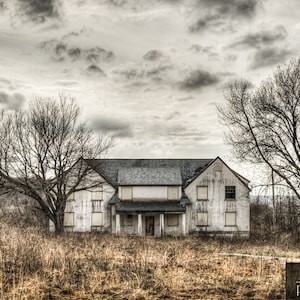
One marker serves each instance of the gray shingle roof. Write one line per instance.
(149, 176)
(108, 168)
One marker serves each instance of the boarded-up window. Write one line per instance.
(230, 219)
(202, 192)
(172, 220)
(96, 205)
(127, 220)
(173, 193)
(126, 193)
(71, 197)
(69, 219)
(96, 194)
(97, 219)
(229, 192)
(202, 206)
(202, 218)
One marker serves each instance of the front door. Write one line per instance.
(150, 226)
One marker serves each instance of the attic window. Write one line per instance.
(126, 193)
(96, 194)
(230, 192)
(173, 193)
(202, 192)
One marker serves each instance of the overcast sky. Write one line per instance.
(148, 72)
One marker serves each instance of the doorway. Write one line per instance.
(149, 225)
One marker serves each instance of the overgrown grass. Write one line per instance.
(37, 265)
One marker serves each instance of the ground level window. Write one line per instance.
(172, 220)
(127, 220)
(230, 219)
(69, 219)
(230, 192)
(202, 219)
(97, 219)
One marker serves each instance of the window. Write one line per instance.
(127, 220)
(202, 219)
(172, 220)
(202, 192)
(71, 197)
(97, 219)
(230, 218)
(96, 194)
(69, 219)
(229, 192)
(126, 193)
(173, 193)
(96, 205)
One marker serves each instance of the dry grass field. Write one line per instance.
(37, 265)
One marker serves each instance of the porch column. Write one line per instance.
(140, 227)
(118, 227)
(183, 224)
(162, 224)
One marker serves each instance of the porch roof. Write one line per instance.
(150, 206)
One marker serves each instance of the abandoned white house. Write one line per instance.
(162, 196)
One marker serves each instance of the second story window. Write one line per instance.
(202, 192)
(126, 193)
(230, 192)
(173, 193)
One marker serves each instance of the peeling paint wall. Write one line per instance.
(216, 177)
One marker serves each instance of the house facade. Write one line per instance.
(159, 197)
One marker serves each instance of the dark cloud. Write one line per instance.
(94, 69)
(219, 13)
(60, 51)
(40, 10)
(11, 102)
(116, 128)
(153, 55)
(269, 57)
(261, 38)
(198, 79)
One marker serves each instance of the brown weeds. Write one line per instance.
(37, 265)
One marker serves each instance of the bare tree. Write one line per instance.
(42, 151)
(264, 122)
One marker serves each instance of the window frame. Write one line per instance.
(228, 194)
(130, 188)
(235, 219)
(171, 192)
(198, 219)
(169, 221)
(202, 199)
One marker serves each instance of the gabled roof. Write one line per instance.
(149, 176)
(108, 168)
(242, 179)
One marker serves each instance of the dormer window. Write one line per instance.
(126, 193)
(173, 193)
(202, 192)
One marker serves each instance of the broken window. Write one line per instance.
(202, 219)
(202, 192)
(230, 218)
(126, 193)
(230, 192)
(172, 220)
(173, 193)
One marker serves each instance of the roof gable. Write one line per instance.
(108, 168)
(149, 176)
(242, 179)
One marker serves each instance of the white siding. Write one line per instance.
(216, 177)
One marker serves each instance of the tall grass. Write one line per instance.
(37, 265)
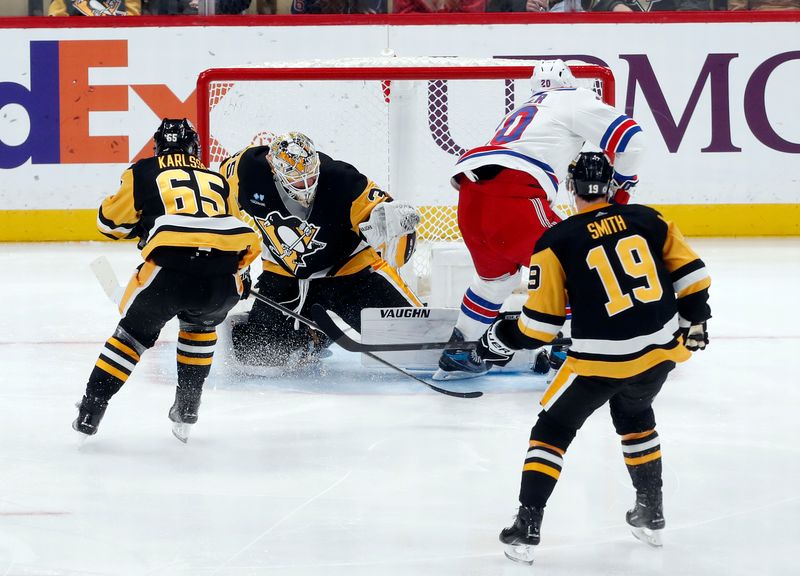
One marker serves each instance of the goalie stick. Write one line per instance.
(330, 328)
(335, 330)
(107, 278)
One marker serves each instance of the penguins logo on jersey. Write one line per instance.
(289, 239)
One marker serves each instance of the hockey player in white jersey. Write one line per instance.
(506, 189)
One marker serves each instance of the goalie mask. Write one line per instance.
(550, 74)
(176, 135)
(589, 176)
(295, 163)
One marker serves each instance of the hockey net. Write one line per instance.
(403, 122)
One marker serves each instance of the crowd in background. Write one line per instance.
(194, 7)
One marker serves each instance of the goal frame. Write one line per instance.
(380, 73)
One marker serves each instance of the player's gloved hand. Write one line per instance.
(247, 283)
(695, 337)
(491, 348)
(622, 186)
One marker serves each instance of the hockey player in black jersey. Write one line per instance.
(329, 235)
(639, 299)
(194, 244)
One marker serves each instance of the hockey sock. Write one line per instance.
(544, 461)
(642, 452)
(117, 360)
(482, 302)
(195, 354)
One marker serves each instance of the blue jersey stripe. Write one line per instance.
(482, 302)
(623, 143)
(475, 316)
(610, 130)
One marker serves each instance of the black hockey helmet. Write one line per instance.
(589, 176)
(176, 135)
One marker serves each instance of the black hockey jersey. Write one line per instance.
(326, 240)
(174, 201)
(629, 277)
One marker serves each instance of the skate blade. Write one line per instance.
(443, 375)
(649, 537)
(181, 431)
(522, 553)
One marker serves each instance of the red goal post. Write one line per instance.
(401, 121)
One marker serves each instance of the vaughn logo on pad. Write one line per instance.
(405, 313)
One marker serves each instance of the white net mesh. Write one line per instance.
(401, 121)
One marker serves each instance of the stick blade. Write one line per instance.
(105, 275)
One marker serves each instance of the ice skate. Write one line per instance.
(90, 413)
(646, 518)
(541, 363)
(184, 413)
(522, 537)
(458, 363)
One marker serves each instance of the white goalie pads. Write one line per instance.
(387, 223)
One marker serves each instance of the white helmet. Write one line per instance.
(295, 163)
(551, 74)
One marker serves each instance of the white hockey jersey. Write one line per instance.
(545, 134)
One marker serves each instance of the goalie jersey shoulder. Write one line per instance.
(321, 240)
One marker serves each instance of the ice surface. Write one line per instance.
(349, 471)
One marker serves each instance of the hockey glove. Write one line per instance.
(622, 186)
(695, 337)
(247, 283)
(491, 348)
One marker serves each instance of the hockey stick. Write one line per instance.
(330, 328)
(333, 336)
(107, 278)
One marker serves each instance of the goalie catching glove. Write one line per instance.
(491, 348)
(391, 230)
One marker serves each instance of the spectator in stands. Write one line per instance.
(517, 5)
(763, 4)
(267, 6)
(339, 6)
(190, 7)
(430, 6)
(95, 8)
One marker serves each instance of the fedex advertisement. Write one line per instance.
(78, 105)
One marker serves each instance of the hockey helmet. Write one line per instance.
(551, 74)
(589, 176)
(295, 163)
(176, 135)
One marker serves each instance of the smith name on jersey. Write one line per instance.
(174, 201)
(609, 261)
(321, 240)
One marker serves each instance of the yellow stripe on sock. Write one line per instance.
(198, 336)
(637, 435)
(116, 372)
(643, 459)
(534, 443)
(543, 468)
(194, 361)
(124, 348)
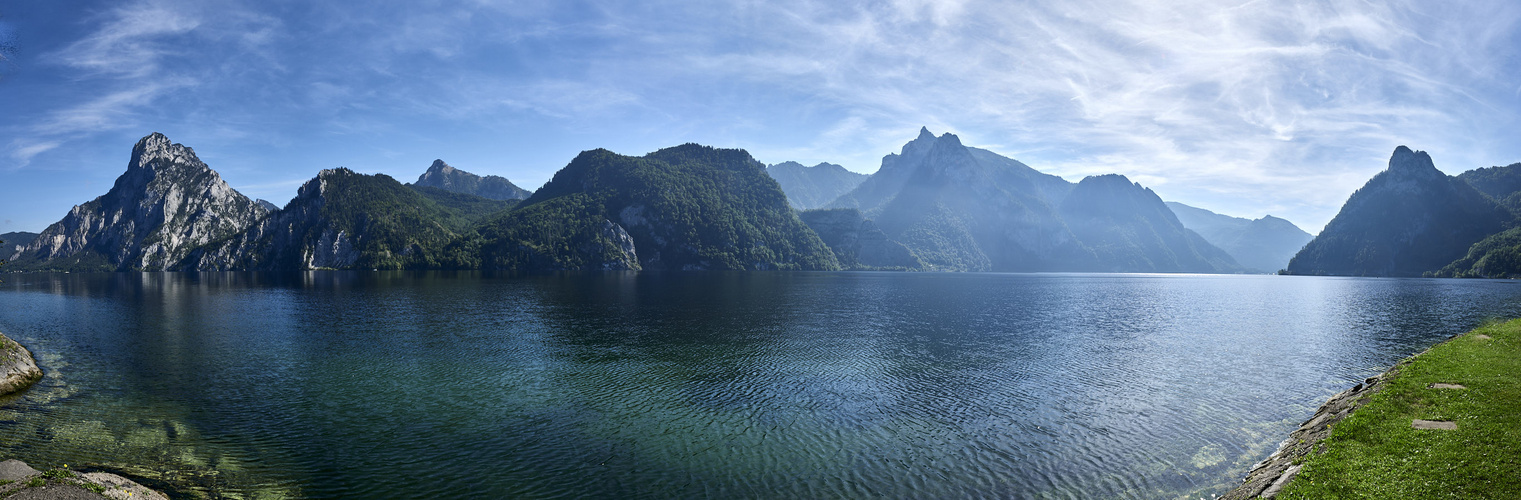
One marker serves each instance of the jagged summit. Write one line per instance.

▸ **Exercise**: Leaving all pictures aside, quote each record exactly.

▸ **Written solution**:
One marker serves each instance of the gray shingle roof. Write one line per instance.
(149, 176)
(108, 168)
One marker serves each instance of the boarded-up window. Write one line per instance.
(230, 219)
(202, 192)
(172, 220)
(96, 205)
(127, 220)
(173, 193)
(126, 193)
(71, 197)
(69, 219)
(96, 194)
(97, 219)
(229, 192)
(202, 206)
(202, 218)
One marker serves each instance of the front door. Write one line per instance.
(150, 226)
One marker serves each instance of the attic window. Write one line per instance.
(126, 193)
(96, 194)
(230, 192)
(173, 193)
(202, 192)
One marker serves each instance of the overcast sky. Write one line per instance.
(148, 72)
One marker serves each instance of the doorway. Write one line per instance.
(149, 225)
One marker serves each instance of the overgrown grass. Write one line per instance.
(37, 265)
One marker serves each instance of the ground level window. Write one line per instance.
(172, 220)
(127, 220)
(230, 219)
(69, 219)
(230, 192)
(202, 219)
(97, 219)
One marker serves each instance of the window. Write one line per instance.
(127, 220)
(202, 219)
(172, 220)
(202, 192)
(71, 197)
(97, 219)
(230, 218)
(96, 194)
(69, 219)
(229, 192)
(126, 193)
(173, 193)
(96, 205)
One marker serves each instance of the dry grass field. Write one line per instance.
(37, 265)
One marker serves each instance of the porch column. Write one line per instance.
(140, 227)
(118, 227)
(183, 224)
(162, 224)
One marker serves each instance of the porch roof. Write one line per instance.
(150, 206)
One marker serves each instance of the abandoned white house. Write one line per instance.
(162, 196)
One marker serves each instance of the second story window. Write one line per instance.
(202, 192)
(126, 193)
(230, 192)
(173, 193)
One marker serves each instance of the peeling paint wall. Write one line per instance.
(216, 177)
One marker serves each instance of the house facade. Write one line per instance.
(159, 197)
One marker serves each instance of the dark cloud. Write one line per instance.
(94, 69)
(219, 13)
(60, 51)
(40, 10)
(11, 102)
(116, 128)
(153, 55)
(269, 57)
(261, 38)
(198, 79)
One marker serves each instance of the brown weeds. Write one line per instance.
(37, 265)
One marker serves each instance of the bare tree. Write one line per instance.
(42, 151)
(264, 122)
One marker serves each instance of the window frame. Write one line per instance.
(228, 194)
(130, 188)
(235, 219)
(171, 192)
(198, 219)
(169, 221)
(202, 199)
One marker serves each instance of the gabled roof. Write one line per instance.
(149, 176)
(108, 168)
(242, 179)
One marker serves each instance of the dormer window. Write one line per instance.
(126, 193)
(173, 193)
(202, 192)
One marker serves each instance of the broken window. Write one line per instance.
(202, 219)
(202, 192)
(230, 218)
(126, 193)
(230, 192)
(172, 220)
(173, 193)
One marker serves each instance of the roof gable. Write one line per instance.
(108, 168)
(149, 176)
(242, 179)
One marker serves each instance of the white siding. Write one line per instance.
(216, 177)
One marker serves each instance of the tall grass. Write one line per instance.
(37, 265)
One marker serves each instance of the goalie stick. Write one line per instance.
(330, 328)
(335, 330)
(107, 278)
One marker serves each instance of the penguins logo on jersey. Write one line per instance.
(289, 239)
One marker serves each instance of the hockey player in white jersey. Write one line per instance.
(506, 189)
One marker serves each instance of the goalie mask. Write one line per instance.
(550, 74)
(176, 135)
(589, 176)
(295, 163)
One marker serves each instance of the hockey net. Write one line per instance.
(403, 122)
One marker serves each instance of the crowd in background. Write one line per instance.
(194, 7)
One marker serves each instance of the goal frame. Write one line per instance.
(380, 73)
One marker serves each instance of the player's gloved hand. Write one line per instance.
(247, 283)
(695, 337)
(491, 348)
(622, 186)
One marker serves each instance of the hockey player in black jersey. Write one line per instance.
(329, 235)
(639, 299)
(194, 244)
One marker serves each instance of the hockey sock. Write one line per instance.
(544, 461)
(642, 452)
(117, 360)
(482, 302)
(195, 354)
One marker serves each instance of the blue jersey stripe. Write one line per instance.
(482, 302)
(623, 143)
(475, 316)
(610, 130)
One marker serves each instance of the black hockey helmet. Write one line per instance.
(589, 176)
(176, 135)
One marker serves each instance of the black hockey jersey. Write one line per instance.
(326, 240)
(174, 201)
(629, 277)
One marker serves each instance of the skate blade. Write one line per instance.
(443, 375)
(649, 537)
(181, 431)
(522, 553)
One marker serves each instance of the red goal post. Write one line per instance.
(401, 121)
One marker serves each instance of the vaughn logo on pad. Write one line per instance.
(405, 313)
One marker serves each instance of the white net mesh. Write one line per instance.
(401, 121)
One marker serves each instance of the stick blade. Write one line per instance.
(105, 275)
One marker serves each instance of the ice skate. Write one line per instance.
(90, 413)
(646, 518)
(541, 363)
(184, 413)
(522, 537)
(458, 363)
One marker serves each instance of the white goalie pads. Write one line per instance.
(387, 223)
One marker serves each instance of the white helmet. Write one line per instance.
(295, 163)
(551, 74)
One marker serves each instance of the white hockey jersey. Write one line per instance.
(545, 134)
One marker serves each instance of the goalie jersey shoulder. Write one line per instance.
(321, 240)
One marker serves each instance of the ice surface. Write one line per instance.
(349, 471)
One marker serves each instance of the hockey glove. Write one line per instance.
(622, 186)
(695, 337)
(247, 283)
(491, 348)
One marker serves each instance of the hockey stick. Write one line per instance.
(330, 328)
(333, 336)
(107, 278)
One marker serves each instance of the goalie catching glove. Write one line per instance.
(491, 348)
(391, 230)
One marker serves each instance of the spectator in stands. Write one line per instance.
(517, 5)
(763, 4)
(267, 6)
(339, 6)
(190, 7)
(430, 6)
(95, 8)
One marker serves each instance of the fedex advertisement. Write one line per instance.
(78, 105)
One marker serves each instance of the hockey helmet. Write one line per instance.
(551, 74)
(589, 176)
(295, 163)
(176, 135)
One marker serves each instance of the smith name on jersey. Write one line per instance.
(174, 201)
(609, 261)
(321, 240)
One marker serves each instance of the yellow stripe on sock. Write one line per instance.
(198, 336)
(637, 435)
(116, 372)
(643, 459)
(534, 443)
(543, 468)
(194, 361)
(124, 348)
One marker serves each instance of the jagged summit. Write one line per instance.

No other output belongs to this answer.